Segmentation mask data
.....
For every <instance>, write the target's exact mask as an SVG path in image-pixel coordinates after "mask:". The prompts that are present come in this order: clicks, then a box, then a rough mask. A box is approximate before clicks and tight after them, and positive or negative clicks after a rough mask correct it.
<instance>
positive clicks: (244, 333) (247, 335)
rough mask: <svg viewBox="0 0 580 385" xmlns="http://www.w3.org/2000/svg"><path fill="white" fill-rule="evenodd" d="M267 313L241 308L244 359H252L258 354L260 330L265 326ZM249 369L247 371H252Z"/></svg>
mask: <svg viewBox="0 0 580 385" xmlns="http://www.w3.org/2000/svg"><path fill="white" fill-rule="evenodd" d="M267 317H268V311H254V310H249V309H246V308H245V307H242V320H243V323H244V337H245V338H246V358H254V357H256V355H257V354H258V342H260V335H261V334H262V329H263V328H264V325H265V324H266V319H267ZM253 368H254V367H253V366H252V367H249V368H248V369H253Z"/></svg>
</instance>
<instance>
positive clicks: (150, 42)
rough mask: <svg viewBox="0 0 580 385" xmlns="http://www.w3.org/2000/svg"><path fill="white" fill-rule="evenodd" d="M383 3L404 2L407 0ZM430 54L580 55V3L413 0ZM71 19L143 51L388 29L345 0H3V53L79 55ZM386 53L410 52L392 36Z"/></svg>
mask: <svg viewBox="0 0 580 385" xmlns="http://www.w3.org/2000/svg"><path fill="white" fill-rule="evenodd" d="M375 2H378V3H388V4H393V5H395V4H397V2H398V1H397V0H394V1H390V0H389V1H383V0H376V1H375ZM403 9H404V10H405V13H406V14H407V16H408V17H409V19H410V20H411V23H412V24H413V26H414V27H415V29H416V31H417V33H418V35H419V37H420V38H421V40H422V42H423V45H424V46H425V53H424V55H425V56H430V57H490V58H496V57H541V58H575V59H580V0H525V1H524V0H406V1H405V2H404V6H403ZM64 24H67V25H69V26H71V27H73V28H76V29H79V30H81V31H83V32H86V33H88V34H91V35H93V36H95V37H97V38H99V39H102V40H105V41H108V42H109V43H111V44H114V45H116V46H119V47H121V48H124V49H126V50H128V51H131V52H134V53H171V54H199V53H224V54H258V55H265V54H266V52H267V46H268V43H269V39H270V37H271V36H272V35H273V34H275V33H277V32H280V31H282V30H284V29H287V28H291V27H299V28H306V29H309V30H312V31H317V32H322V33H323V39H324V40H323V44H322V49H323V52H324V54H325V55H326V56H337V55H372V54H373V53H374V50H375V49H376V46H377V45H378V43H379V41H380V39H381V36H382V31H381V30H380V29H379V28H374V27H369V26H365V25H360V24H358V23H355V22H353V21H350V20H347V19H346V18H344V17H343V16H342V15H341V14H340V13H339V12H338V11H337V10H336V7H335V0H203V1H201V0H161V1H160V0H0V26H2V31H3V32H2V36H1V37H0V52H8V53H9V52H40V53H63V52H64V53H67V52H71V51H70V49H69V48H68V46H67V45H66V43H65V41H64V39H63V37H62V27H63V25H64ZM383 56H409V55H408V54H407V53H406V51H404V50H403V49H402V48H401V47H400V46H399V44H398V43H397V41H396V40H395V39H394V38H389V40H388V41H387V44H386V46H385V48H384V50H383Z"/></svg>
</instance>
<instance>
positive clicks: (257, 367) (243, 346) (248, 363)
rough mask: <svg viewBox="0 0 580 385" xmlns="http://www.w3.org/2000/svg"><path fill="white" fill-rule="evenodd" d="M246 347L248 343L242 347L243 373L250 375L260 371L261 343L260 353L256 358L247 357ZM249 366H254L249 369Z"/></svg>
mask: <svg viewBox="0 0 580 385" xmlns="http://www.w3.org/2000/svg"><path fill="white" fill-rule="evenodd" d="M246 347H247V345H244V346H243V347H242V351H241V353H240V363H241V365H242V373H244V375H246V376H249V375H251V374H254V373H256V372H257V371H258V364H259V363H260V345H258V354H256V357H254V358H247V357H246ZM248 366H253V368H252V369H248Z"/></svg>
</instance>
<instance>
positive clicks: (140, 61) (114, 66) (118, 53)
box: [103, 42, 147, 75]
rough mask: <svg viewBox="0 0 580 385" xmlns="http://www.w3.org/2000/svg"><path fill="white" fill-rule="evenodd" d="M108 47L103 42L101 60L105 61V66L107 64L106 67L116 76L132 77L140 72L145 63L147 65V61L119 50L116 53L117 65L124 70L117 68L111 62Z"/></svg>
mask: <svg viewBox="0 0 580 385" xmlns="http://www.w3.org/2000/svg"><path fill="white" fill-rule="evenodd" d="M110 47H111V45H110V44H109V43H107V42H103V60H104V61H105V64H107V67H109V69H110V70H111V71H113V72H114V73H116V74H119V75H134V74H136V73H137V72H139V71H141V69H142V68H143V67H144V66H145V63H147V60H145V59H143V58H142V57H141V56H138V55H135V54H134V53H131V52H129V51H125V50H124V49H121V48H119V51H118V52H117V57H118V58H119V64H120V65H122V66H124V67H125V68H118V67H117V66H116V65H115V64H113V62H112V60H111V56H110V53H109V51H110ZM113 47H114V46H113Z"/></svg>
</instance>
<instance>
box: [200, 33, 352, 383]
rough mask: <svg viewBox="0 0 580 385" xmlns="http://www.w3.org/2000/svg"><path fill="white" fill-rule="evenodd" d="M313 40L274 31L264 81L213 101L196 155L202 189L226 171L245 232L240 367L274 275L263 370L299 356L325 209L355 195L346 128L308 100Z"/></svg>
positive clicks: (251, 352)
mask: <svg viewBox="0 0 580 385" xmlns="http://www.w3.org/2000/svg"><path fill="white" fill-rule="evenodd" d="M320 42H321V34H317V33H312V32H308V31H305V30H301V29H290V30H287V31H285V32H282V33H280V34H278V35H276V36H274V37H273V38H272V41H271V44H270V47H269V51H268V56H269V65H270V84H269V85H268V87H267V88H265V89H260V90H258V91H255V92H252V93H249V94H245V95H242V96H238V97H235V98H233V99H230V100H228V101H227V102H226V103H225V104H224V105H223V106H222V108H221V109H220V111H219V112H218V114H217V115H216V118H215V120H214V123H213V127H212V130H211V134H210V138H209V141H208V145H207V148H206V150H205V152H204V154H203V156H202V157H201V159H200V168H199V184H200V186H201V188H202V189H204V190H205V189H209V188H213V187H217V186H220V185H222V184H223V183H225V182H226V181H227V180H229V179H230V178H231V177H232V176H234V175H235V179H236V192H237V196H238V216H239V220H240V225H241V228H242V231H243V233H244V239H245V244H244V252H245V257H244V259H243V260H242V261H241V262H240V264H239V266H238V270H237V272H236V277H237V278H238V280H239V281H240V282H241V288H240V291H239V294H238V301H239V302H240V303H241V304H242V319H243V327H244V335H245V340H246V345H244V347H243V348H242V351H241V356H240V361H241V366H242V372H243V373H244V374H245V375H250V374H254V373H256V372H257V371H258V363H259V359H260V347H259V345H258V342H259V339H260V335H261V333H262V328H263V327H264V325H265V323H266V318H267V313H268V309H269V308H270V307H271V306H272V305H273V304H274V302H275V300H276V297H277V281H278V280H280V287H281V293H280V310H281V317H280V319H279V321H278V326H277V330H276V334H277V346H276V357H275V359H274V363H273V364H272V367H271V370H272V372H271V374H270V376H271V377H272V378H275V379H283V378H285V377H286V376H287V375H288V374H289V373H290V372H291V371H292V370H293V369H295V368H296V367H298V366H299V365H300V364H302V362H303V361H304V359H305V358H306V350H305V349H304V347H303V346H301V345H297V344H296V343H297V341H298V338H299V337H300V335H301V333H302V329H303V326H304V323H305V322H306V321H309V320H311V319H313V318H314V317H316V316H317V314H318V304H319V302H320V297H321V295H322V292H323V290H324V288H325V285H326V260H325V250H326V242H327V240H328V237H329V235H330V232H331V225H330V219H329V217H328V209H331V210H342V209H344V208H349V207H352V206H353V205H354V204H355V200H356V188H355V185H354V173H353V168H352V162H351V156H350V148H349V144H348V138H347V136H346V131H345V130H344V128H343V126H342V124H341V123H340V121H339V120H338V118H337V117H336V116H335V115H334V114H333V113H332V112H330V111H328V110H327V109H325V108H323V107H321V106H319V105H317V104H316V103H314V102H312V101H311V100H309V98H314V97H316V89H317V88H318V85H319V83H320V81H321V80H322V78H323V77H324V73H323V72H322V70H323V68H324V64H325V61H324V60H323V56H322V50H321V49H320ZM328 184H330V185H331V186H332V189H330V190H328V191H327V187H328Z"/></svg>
.....
Work to be completed:
In your reply, restate exactly the lines from the start of the records above through the line holding "positive clicks: (150, 42)", including both, and nothing else.

Completed exercise:
For every <instance>, write the target's exact mask as an SVG path in image-pixel coordinates after "mask:". The prompts that are present come in this order: clicks, then a box, then a rough mask. A box is approximate before clicks and tight after them, and positive or negative clicks after a rough mask correct it.
<instance>
positive clicks: (244, 333) (247, 335)
rough mask: <svg viewBox="0 0 580 385" xmlns="http://www.w3.org/2000/svg"><path fill="white" fill-rule="evenodd" d="M267 313L241 308L244 359H252L258 354L260 330L265 326ZM249 369L247 371H252Z"/></svg>
mask: <svg viewBox="0 0 580 385" xmlns="http://www.w3.org/2000/svg"><path fill="white" fill-rule="evenodd" d="M267 317H268V311H254V310H249V309H246V308H245V307H242V320H243V323H244V337H245V338H246V358H254V357H256V355H257V354H258V342H260V335H261V334H262V329H263V328H264V325H265V324H266V319H267ZM253 368H254V367H253V366H252V367H249V368H248V369H253Z"/></svg>
</instance>
<instance>
positive clicks: (150, 42)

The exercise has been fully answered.